- **SET OF TASKS**
1: From the hotel investment article, extract the passage between "Cody Bradshaw, managing" and "caution in some.", inclusive.
2: Extend the article on hotel investment below, picking up after its final sentence.

The hotel sector was established as an investment class and was confident of riding the growth in global travel through a downturn, delegates at the International Hotel Investment Forum in Berlin were told.
Disruptors such as Airbnb and Oyo were largely not felt to be a threat according to most speakers at the early March event, as the sector looked to growth in brands and loyalty programmes to help them weather any impact.
Chris Day, global managing director, Christie &Co, described the hotel sector as having “come of age” with 49% of investors into deals last year coming from the institutions. He added: “Office and retail sectors are in turmoil. These markets and been disrupted, while hotels are playing a greater part in diversifying portfolios. The availability and the low cost of funding are having a positive impact and ground lease transactions are fuelling the released of equity without loss of control.”
Cody Bradshaw, managing director and head of hotels, Starwood Capital, agreed, commenting: “The equity volatility means that bricks and mortar real estate looks quite interesting.” Competition for assets was, he said, strong, even in the UK where the imminent exit from the EU was provoking caution in some.
Bradshaw was confident that the sector as a whole was robust enough to survive the impact of the sharing economy, commenting: “Here we were supposed to be dying because of Airbnb, yet Airbnb achieved staggering growth rates and hotels are seeing fantastic occupancy and it’s retail which is suffering. So we survived the great disruptor.”

- **INFORMATION SHOWN**
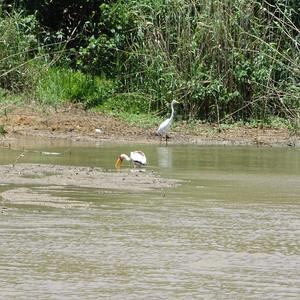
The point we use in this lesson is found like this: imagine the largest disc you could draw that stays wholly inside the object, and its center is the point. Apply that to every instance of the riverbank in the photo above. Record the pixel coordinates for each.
(76, 124)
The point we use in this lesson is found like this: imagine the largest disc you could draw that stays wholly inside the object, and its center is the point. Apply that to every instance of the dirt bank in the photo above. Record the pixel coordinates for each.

- **RESPONSES**
1:
Cody Bradshaw, managing director and head of hotels, Starwood Capital, agreed, commenting: “The equity volatility means that bricks and mortar real estate looks quite interesting.” Competition for assets was, he said, strong, even in the UK where the imminent exit from the EU was provoking caution in some.

2:
The operators were similarly confident, with Sonia Cheng, CEO Rosewood Hotel Group, telling delegates “Airbnb and the sharing economy will not have an impact on us because we are non-traditional. We should thank Airbnb because it has opened up the eyes of the hotel industry to point out that they want authenticity. Brands like us, which innovate, which standout, will do well in a downturn. Consumers will come to us rather than Airbnb.”
David Kong, Best Western CEO, said: “Homesharing has been around for many years but the Airbnb marketing message has made it hip. They have significantly reduced occupancy and reduced our profitability. The industry should wise up on how we market our industry, because we offer so much more and we are a different type of experience altogether.”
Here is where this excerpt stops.